**Task requirements:**
(a) Translate the sentence "Streaming works exactly like the official SDKs:" from the toolflow documentation into Spanish.
(b) Carry on the toolflow documentation from its final line of code.

**Text for analysis:**
Anthropic Extended Thinking

anthropic_client = toolflow.from_anthropic(Anthropic())

result = anthropic_client.messages.create(
    model="claude-3-5-sonnet-20241022",
    thinking=True,  # Extended thinking mode
    messages=[{"role": "user", "content": "Research AI trends and provide recommendations"}],
    tools=[search_web, analyze_trends],
    response_format=ResearchFindings,
    parallel_tool_execution=True
)

Async Support

Mix sync and async tools with automatic optimization:

import asyncio
from openai import AsyncOpenAI

client = toolflow.from_openai(AsyncOpenAI())

async def async_api_call(query: str) -> str:
    await asyncio.sleep(0.5)
    return f"Async result: {query}"

def sync_calculation(x: int, y: int) -> int:
    return x * y

async def main():
    result = await client.chat.completions.create(
        model="gpt-4o-mini",
        messages=[{"role": "user", "content": "Call API and calculate 10*5"}],
        tools=[async_api_call, sync_calculation]  # Mixed sync/async
    )
    print(result)

asyncio.run(main())

Streaming

Streaming works exactly like the official SDKs:

# Simplified streaming
stream = client.chat.completions.create(
    model="gpt-4o-mini",
    messages=[{"role": "user", "content": "Write a story"}],
    tools=[search_web],
    stream=True
)

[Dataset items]
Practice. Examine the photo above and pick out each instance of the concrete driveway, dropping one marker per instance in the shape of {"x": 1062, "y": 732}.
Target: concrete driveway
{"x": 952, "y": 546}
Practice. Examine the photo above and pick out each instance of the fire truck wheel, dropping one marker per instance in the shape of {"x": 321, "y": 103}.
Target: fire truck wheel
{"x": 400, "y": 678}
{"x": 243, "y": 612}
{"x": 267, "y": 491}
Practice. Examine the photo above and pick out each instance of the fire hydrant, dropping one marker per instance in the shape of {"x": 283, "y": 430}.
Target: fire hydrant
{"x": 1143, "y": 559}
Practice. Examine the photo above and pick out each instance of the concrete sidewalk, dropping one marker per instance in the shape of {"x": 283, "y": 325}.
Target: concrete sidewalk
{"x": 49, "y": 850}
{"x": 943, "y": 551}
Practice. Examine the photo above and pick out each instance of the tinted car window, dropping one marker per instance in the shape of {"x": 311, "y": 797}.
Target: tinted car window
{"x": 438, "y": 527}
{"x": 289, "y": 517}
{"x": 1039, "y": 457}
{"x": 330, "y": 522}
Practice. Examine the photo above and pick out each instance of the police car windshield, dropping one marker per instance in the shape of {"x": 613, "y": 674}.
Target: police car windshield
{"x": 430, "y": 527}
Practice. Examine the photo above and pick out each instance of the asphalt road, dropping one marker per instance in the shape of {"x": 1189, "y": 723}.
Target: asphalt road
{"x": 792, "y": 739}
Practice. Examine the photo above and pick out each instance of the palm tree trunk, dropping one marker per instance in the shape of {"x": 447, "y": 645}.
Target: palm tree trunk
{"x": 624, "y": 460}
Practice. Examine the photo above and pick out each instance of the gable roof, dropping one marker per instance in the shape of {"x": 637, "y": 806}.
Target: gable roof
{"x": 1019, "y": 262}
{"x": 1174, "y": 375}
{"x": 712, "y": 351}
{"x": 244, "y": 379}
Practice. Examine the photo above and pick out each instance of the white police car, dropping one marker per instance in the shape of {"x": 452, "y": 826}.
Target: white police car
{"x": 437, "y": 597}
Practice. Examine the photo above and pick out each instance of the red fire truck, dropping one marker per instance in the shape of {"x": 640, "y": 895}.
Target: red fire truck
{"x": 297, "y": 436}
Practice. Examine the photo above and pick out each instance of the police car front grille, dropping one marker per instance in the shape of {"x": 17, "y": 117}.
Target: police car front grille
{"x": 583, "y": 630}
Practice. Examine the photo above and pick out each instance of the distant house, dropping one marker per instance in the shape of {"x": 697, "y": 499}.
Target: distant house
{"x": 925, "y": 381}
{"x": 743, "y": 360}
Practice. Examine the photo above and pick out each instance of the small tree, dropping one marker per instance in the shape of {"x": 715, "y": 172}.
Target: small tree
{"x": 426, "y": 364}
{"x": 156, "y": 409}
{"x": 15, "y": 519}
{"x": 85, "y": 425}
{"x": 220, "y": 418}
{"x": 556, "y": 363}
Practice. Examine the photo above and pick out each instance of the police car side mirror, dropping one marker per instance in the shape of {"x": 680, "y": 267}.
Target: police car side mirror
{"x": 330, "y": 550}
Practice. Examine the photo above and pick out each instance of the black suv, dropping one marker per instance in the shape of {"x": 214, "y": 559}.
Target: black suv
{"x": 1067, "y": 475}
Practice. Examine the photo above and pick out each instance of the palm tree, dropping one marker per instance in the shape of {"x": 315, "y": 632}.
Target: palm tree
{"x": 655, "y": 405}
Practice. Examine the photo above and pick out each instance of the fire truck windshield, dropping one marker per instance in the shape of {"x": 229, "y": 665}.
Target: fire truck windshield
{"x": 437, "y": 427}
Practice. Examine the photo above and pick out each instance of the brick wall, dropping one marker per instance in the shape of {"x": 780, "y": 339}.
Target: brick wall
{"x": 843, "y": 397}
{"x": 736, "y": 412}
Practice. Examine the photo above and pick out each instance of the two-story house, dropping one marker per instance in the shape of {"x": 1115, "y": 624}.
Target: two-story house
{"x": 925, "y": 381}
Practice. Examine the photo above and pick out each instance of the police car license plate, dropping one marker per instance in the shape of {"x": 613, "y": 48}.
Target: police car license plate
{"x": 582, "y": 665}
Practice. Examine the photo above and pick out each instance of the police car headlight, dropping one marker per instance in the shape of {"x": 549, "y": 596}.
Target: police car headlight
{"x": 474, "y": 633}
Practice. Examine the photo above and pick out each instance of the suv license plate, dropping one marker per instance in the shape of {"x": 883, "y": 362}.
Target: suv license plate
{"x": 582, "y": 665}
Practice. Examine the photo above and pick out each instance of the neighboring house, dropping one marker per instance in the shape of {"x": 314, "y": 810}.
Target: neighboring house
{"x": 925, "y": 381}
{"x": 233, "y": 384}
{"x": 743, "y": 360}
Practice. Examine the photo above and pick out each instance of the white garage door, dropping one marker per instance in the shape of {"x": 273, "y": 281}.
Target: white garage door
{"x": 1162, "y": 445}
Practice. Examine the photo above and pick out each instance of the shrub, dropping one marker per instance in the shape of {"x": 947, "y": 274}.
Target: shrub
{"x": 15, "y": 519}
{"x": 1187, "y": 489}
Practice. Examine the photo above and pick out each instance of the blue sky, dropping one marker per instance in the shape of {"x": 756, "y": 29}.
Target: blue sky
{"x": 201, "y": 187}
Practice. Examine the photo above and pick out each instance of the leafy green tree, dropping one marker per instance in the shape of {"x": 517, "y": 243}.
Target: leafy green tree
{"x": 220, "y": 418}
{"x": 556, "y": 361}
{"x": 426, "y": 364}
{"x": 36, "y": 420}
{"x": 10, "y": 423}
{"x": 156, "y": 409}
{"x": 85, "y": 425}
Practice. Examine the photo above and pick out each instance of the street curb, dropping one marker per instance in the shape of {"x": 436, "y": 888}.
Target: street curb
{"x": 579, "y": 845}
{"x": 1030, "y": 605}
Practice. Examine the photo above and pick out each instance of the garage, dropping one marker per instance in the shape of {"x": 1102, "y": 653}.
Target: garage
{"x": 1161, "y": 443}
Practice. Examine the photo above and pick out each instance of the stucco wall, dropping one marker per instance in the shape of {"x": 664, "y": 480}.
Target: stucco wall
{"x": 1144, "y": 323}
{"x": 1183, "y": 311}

**Responses to the exercise:**
(a) El streaming funciona exactamente igual que los SDK oficiales:

(b)
for chunk in stream:
    print(chunk, end="")  # Direct content

# Full response streaming
stream = client.chat.completions.create(
    model="gpt-4o-mini",
    messages=[{"role": "user", "content": "Write a story"}],
    stream=True,
    full_response=True
)

for chunk in stream:
    if chunk.choices[0].delta.content:
        print(chunk.choices[0].delta.content, end="")

Supported Types for Tools and Response Formats

Toolflow can turn almost any modern Python type hint into an OpenAI tool-schema—and then coerce the JSON payload into real Python objects when the tool executes.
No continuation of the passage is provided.